PROBLEMS TO SOLVE:
1. Translate this sentence from the article on the stage kiss below into French: "DIRECTING a kissing scene in a theatrical production isn't as easy as it seems."
2. Reproduce word for word the portion of the article on the stage kiss that begins at the words "Cast of ‘Secret’" and stops after "on many levels.".

PAGE TEXT:
....

Cast of ‘Secret’ production do some kissing and telling
DIRECTING a kissing scene in a theatrical production isn't as easy as it seems.
It isn't a matter of just telling the actors to 'go for it' as that can look sloppy on many levels.
Settling for a fake stage kiss for comfort's sake can also result in a less than convincing encounter.
Throw in the fact that it's your wife and good friend who you are encouraging to perform this lip-locking exercise and there's a whole lot of other obstacles to surmount to get a romantic pinnacle moment just right.
Desan Padayachee is director of the Criterion Theatre's newest production Secret Bridesmaids' Business, his wife of 11 years Misty Fisher the leading lady while The Daily Examiner's sports editor is filling the shoes of James the questionable groom.
Desan said the play's sole kiss between the pair had to be a tender one and look believable so there was a little bit of work to do to get it right.
"It had to be one of those kisses like you would see in a wedding photo so there was no way they could just turn their heads and pretend they were kissing (stage kiss). It had to look real."
While a lot of men might find the process of encouraging and talking their wives through an intimate act with a dashing lead male actor, Desan said it helped working with a crew he was already familiar with.
"We all know each other personally and are all professionals so I didn't really think anymore of it when I cast them both in the lead roles."
On the other hand Desan said Misty and Bill were like a couple of giggling school kids when they had to perform their first few practice smooches.
"There was a bit of anxiety in the room, so I had to get stern about it and treat the scene very clinically."
This included about eight steps of direction from 'the look', to the 'face touch' through to the lip contact finale.

....

DATASET RECORDS:
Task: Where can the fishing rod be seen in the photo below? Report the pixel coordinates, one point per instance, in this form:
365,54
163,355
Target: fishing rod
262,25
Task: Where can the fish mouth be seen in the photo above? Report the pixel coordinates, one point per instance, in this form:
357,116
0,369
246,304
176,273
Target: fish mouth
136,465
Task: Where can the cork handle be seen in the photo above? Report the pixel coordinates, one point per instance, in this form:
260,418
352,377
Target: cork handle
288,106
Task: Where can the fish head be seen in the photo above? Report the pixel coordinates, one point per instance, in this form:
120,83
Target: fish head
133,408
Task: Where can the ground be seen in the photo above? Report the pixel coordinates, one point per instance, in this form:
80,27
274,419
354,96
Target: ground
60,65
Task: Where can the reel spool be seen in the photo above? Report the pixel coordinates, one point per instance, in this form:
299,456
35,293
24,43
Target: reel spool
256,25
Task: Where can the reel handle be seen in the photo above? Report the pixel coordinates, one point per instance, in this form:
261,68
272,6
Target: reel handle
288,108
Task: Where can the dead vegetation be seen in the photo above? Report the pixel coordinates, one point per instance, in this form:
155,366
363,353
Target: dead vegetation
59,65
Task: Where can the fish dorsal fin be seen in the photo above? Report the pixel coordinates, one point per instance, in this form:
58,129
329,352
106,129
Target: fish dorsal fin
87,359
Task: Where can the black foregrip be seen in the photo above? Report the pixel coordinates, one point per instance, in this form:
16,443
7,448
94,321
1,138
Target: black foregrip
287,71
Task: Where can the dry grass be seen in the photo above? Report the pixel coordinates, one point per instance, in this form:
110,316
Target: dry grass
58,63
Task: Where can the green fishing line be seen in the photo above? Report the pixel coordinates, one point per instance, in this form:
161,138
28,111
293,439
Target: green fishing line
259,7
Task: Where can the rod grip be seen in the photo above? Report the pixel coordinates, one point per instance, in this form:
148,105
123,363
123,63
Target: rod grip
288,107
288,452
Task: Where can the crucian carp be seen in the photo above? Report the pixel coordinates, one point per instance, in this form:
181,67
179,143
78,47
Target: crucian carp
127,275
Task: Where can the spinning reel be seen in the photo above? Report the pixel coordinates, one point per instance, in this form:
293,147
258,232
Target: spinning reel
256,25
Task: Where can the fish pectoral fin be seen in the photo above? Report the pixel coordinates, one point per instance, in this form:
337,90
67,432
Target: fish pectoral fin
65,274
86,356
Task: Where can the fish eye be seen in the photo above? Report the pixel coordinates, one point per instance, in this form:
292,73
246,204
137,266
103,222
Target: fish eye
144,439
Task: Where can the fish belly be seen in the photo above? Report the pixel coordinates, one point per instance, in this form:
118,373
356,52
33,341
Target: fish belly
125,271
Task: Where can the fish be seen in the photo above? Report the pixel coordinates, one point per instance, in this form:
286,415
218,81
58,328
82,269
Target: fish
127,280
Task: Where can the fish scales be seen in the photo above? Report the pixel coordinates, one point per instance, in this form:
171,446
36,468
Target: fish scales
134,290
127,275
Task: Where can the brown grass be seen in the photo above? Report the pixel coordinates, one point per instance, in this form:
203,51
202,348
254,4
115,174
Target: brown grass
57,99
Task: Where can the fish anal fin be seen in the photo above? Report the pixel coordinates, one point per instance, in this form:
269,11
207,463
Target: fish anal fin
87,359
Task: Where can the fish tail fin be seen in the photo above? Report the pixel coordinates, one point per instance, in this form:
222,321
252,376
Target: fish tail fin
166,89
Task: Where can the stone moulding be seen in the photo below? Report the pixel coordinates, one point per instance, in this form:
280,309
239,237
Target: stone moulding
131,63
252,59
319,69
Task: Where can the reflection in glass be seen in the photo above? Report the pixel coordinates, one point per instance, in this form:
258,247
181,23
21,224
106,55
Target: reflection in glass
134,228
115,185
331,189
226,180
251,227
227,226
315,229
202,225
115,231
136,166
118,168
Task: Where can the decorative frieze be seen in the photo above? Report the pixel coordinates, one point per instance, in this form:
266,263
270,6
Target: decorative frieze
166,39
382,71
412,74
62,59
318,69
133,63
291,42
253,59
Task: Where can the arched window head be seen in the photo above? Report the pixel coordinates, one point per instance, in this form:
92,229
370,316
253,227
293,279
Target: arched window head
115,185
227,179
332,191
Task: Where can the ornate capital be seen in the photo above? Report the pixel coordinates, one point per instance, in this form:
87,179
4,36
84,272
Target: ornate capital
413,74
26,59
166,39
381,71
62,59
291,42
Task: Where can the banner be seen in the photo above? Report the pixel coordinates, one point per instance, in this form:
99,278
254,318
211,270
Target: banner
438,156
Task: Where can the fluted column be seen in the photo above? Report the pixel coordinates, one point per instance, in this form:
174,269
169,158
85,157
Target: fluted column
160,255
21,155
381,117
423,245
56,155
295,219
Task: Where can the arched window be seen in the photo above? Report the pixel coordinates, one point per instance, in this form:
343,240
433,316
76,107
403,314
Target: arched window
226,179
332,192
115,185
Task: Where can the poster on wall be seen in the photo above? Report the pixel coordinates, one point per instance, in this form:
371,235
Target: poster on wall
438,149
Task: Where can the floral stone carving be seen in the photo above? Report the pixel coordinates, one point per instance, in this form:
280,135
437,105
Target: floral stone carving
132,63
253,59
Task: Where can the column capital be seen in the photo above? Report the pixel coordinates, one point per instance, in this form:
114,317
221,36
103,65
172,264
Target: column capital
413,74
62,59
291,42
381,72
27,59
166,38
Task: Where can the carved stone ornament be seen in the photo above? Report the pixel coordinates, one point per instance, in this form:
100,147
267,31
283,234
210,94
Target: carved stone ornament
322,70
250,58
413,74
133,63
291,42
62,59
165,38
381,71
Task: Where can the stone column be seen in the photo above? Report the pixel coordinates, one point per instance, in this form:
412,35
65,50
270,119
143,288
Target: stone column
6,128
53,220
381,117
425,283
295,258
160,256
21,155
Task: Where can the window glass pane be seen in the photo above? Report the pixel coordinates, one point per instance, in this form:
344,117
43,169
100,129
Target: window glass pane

....

ANSWERS TO THIS EXERCISE:
1. Mettre en scène un baiser dans une production théâtrale n'est pas aussi facile qu'il y paraît.

2.
Cast of ‘Secret’ production do some kissing and telling
DIRECTING a kissing scene in a theatrical production isn't as easy as it seems.
It isn't a matter of just telling the actors to 'go for it' as that can look sloppy on many levels.